Segmentation labeling material
++++++++++++++++++++

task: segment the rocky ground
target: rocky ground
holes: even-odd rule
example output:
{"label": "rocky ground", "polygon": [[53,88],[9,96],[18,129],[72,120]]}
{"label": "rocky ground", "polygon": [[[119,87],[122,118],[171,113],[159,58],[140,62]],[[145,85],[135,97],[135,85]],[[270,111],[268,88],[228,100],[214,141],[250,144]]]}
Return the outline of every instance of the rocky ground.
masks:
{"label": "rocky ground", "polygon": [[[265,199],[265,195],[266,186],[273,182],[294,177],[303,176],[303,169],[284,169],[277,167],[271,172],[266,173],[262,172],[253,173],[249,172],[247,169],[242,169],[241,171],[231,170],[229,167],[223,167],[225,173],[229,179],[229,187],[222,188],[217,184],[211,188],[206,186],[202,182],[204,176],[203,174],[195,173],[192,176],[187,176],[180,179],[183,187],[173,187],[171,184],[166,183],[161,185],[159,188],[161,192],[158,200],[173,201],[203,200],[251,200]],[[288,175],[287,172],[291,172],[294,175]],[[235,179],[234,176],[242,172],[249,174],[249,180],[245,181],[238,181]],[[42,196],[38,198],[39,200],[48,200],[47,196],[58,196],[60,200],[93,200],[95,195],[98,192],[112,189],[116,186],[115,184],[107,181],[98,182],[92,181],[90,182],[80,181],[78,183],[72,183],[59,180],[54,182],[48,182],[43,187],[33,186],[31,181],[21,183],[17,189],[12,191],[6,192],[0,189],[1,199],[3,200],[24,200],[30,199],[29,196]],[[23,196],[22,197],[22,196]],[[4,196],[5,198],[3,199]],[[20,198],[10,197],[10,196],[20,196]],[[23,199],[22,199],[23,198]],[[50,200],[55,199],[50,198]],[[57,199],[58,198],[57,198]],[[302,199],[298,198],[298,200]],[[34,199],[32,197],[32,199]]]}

++++++++++++++++++++

Lay out every line of the material above as a Markdown table with the columns Row and Line, numbering each row and omitting blank lines.

Result of the task –
| Row | Line |
|---|---|
| 1 | task: segment the rocky ground |
| 2 | target: rocky ground |
| 3 | holes: even-odd rule |
| 4 | example output: |
| 5 | {"label": "rocky ground", "polygon": [[53,88],[9,96],[18,129],[72,120]]} |
| 6 | {"label": "rocky ground", "polygon": [[[119,87],[122,118],[171,113],[159,58],[140,62]],[[145,85],[135,97],[135,85]],[[270,111],[268,88],[228,100],[214,141],[250,144]]]} |
| 7 | Return the outline of every instance of the rocky ground. |
| 8 | masks: |
| 9 | {"label": "rocky ground", "polygon": [[[265,199],[265,195],[266,186],[273,182],[294,177],[303,176],[303,169],[284,169],[277,167],[271,172],[266,173],[262,172],[253,173],[249,172],[247,169],[242,169],[241,171],[231,170],[229,167],[223,167],[225,173],[229,179],[229,187],[222,188],[217,184],[211,188],[206,186],[202,182],[204,176],[203,174],[195,173],[192,176],[187,176],[180,179],[183,187],[173,187],[171,184],[166,183],[161,185],[159,188],[161,192],[158,200],[173,201],[203,200],[251,200]],[[288,175],[287,172],[291,172],[294,175]],[[235,179],[234,176],[242,172],[249,174],[249,180],[245,181],[238,181]],[[42,196],[38,198],[39,200],[48,200],[47,196],[58,196],[60,200],[93,200],[95,195],[98,192],[112,189],[116,186],[115,184],[107,181],[98,182],[92,181],[90,182],[80,181],[78,183],[72,183],[59,180],[54,182],[48,182],[43,187],[33,186],[31,181],[21,183],[17,189],[12,191],[6,192],[0,189],[1,199],[3,200],[24,200],[30,199],[29,196]],[[23,196],[22,197],[22,196]],[[4,196],[5,198],[3,199]],[[20,198],[10,197],[10,196],[20,196]],[[23,199],[22,199],[23,198]],[[50,200],[55,199],[50,198]],[[57,199],[58,198],[57,198]],[[302,199],[298,198],[298,200]],[[34,199],[32,197],[32,199]]]} |